WHAT TO WORK ON:
1. In the shipping thread, about how much did the writer pay to have nearly 2lb of EO sent via SmartPost?
2. Decide whether each statement agrees with the shipping thread, answering yes or no and quoting the words that settle it: (a) UPS Ground costs more than Priority Mail but arrives a day sooner. (b) Badger has seen the large jojoba beads only at BB. (c) BB charged $8.50 for an ounce of jojoba beads.
3. Output the passage of the shipping thread starting with "They have priority" and going on through "close I am.".

TEXT SEGMENT:
########################################

To get the best shipping option available, choose the option to hold your item. Then when she gets to bottling your order, she'll contact you. She will likely give you the option of the FedEx Home Delivery (which is the $15-$16 option) or for the SmartPost, which is about half the cost. I got nearly 2lb of EO sent to me via SmartPost for about $9.


----------



## VanessaP (Apr 1, 2013)

Badger said:


> I agree with you Ruthie.  I keep returning to WSP as well, because they have the free shipping and it works out to the best deal for me.  My only problem arises when I look for things I can't get from WSP.  I tried to see the price of getting some jojoba beads from BB and the beads were $2.75 for an ounce and the cheapest shipping was $8.50!



http://www.elementsbathandbody.com/ More per oz but I get frustrated with BB for several reasons.

They have priority shipping available on their cart. They ship super fast as well. If I order Monday night, my order usually ships Tuesday afternoon, and if I pick UPS Ground (more $$ but a day faster than Priority Mail), I get my order on Wednesday due to how close I am.

You can always try called BB and asking if there is a cheaper shipping option available. Many times, especially for orders with no FO, they can pick a cheaper option for you.


----------



## Badger (Apr 1, 2013)

I will have to check out the other shipping options and see if I can get something done cheaper.  I might try calling also.  I have seen jojoba beads on Etsy also, BB is the only place that I have seen that has the large ones though.


----------

########################################

DATA EXTRACTS:
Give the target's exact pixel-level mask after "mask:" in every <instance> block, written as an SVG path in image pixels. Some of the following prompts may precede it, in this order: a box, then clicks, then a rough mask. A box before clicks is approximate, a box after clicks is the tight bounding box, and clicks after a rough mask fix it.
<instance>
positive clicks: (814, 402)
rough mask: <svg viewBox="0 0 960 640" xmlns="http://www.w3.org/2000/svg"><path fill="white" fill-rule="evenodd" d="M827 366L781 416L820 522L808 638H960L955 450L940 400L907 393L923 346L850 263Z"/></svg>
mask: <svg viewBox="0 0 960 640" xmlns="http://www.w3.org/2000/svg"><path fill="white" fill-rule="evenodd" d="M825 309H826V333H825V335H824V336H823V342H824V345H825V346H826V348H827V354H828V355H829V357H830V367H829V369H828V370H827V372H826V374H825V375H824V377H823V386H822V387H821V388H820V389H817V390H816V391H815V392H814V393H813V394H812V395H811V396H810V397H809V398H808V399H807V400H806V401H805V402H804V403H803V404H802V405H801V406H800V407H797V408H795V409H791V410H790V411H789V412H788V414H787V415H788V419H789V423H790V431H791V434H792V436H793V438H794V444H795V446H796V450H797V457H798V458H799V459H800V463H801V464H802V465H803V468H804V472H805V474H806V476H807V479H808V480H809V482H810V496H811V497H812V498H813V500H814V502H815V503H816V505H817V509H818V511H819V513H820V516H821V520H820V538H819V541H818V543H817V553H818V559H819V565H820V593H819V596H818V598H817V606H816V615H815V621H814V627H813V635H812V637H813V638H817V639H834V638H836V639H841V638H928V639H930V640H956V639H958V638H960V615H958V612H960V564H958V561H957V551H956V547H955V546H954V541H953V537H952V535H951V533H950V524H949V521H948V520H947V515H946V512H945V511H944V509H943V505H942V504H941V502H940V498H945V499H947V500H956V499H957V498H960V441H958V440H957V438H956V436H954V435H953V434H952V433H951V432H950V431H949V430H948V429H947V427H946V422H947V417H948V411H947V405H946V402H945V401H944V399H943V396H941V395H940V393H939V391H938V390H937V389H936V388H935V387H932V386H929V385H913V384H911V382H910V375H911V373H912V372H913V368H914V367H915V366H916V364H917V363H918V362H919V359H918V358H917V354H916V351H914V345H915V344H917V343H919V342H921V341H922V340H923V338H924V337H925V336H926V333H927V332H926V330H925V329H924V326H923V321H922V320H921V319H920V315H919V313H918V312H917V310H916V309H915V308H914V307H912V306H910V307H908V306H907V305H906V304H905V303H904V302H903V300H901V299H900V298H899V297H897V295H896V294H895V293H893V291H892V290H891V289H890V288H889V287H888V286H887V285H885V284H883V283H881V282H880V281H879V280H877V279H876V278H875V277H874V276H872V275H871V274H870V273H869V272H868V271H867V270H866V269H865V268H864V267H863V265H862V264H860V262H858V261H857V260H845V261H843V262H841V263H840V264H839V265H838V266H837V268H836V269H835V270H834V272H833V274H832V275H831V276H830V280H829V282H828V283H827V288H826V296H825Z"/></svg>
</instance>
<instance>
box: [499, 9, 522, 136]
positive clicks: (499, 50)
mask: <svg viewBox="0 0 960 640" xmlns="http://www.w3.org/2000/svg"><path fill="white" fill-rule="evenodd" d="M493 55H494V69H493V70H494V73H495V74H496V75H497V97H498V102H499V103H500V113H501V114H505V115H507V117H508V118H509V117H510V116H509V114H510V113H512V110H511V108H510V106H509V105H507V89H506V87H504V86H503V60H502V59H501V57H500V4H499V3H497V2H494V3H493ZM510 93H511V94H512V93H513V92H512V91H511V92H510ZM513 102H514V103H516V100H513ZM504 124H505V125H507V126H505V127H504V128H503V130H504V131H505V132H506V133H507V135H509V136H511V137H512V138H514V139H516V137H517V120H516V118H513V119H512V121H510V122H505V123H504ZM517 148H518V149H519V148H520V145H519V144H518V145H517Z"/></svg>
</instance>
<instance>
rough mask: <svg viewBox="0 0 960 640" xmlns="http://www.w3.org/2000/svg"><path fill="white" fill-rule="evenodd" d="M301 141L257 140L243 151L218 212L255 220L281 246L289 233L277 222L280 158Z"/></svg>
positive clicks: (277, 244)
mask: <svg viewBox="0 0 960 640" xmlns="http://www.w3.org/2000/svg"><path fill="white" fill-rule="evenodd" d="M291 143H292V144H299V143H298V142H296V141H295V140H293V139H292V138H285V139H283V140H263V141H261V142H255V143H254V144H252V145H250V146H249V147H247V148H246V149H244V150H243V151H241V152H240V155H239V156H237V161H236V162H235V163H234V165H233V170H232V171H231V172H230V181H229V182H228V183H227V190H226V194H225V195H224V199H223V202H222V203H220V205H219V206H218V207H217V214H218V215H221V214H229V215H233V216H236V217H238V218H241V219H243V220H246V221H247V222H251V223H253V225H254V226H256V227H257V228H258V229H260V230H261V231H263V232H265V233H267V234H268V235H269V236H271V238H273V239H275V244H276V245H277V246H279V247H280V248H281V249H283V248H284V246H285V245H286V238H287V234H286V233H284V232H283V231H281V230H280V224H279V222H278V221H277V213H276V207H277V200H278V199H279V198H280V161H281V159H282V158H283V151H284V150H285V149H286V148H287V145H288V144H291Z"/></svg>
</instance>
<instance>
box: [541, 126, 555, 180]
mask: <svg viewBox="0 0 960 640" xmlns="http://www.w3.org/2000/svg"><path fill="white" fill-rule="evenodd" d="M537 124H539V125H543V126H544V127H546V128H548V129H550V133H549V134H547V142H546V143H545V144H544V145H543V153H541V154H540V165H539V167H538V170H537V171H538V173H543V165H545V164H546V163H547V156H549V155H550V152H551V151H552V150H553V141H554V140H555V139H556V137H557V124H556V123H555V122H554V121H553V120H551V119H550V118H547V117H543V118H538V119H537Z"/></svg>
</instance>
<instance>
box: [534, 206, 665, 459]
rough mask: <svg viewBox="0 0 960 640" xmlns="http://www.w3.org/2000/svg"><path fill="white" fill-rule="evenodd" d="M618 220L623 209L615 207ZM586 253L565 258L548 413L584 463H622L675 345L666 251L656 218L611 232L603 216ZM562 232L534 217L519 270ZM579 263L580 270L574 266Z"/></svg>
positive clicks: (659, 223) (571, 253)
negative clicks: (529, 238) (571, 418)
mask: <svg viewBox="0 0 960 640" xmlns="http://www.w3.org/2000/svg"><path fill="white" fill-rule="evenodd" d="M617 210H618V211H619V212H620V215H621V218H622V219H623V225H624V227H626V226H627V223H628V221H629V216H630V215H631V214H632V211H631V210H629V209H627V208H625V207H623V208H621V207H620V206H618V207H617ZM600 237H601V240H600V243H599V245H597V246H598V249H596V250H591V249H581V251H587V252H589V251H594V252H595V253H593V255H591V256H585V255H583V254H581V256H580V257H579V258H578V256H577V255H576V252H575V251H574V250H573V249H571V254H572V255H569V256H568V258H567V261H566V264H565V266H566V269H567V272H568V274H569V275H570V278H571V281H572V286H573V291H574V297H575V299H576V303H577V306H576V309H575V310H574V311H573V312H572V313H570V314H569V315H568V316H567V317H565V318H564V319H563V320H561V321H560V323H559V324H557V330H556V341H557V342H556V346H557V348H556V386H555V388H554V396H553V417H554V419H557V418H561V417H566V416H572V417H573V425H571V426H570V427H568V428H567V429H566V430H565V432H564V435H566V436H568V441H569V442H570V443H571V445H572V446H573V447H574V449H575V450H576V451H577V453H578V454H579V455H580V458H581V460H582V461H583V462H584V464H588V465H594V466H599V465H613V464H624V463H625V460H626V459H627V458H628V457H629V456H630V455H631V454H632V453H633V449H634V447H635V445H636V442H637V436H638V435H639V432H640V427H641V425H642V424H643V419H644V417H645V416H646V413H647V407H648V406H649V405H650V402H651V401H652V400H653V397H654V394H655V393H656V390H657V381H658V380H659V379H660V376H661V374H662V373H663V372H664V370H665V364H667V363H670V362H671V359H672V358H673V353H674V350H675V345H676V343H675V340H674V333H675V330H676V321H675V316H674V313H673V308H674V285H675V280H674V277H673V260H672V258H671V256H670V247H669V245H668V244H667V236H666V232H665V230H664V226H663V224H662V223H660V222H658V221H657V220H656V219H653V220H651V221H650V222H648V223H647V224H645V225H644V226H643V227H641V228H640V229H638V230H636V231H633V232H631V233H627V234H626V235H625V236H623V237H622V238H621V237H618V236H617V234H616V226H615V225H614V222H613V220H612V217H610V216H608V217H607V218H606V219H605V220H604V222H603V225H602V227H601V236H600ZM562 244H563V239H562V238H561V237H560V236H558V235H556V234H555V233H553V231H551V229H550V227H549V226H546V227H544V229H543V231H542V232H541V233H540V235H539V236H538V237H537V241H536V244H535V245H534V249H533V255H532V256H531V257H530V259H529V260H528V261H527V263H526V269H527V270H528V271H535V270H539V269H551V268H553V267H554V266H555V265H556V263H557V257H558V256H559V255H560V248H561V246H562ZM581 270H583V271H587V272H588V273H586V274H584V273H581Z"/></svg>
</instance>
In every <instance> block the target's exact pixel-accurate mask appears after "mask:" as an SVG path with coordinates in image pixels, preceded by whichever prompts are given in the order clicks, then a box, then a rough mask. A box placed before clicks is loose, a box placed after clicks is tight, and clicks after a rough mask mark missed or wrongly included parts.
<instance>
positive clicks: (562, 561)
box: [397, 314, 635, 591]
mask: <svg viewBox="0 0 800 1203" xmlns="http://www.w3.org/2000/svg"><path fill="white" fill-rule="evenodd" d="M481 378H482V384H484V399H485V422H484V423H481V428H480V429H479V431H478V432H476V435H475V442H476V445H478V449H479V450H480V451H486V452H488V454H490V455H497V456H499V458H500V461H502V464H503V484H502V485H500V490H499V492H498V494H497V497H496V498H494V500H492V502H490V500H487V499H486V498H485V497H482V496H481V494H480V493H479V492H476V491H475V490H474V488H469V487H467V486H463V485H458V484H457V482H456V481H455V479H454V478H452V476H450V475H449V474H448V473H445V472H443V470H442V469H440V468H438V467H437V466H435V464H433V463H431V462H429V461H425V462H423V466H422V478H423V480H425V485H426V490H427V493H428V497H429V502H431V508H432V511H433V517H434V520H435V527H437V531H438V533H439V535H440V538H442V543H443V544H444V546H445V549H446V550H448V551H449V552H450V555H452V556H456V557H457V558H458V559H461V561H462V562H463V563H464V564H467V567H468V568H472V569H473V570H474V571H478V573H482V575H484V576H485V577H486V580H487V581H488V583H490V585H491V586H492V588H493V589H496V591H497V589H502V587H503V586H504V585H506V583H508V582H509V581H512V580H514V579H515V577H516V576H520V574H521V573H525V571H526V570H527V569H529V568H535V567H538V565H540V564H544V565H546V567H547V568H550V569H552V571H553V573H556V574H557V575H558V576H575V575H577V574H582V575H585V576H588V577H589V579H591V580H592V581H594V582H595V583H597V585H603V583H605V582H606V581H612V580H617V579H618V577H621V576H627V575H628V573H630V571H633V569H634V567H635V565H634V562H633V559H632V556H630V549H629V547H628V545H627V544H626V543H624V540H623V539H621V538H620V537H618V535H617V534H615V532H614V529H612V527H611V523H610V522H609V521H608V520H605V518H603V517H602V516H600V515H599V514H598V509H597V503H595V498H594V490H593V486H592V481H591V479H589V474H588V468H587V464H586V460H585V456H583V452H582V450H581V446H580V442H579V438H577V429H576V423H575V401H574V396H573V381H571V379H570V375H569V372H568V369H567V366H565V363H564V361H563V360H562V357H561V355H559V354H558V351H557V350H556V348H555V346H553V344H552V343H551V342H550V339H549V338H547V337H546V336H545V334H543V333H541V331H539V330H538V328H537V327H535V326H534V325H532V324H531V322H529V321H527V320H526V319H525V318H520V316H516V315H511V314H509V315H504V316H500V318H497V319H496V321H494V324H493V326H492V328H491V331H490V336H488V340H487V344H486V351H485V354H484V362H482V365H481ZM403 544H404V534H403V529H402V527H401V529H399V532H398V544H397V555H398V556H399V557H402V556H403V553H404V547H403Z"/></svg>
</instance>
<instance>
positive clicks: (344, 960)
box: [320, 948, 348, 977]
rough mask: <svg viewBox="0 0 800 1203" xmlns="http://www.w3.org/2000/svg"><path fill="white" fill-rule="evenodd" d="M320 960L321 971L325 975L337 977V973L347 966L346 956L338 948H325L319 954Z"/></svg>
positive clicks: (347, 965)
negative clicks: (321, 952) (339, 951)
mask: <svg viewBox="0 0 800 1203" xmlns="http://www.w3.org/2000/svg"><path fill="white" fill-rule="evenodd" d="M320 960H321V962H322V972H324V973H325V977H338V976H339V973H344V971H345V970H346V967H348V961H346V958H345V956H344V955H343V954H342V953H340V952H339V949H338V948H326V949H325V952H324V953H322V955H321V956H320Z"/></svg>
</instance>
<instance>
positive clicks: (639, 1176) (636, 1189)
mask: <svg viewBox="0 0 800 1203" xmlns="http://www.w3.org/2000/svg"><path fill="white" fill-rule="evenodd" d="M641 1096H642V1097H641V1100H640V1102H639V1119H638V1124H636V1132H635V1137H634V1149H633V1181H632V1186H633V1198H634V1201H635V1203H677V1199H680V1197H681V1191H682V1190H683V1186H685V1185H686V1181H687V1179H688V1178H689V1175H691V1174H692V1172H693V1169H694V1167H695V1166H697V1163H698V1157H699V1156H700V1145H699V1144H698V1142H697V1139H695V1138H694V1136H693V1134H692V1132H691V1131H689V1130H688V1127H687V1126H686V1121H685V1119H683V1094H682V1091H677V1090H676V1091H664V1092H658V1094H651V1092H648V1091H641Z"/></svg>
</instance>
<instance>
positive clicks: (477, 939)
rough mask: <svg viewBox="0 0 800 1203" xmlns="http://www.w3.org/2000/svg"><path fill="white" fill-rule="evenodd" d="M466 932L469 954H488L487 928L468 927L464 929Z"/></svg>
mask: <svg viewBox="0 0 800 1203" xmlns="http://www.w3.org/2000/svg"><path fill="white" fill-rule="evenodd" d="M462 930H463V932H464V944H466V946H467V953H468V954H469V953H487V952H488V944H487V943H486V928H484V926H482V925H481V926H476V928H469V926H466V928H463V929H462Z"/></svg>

########################################

RESPONSES PER TASK:
1. About $9.

2.
(a) Yes: "UPS Ground (more $$ but a day faster than Priority Mail)"
(b) Yes: "BB is the only place that I have seen that has the large ones though."
(c) No: "the beads were $2.75 for an ounce and the cheapest shipping was $8.50!"

3.
They have priority shipping available on their cart. They ship super fast as well. If I order Monday night, my order usually ships Tuesday afternoon, and if I pick UPS Ground (more $$ but a day faster than Priority Mail), I get my order on Wednesday due to how close I am.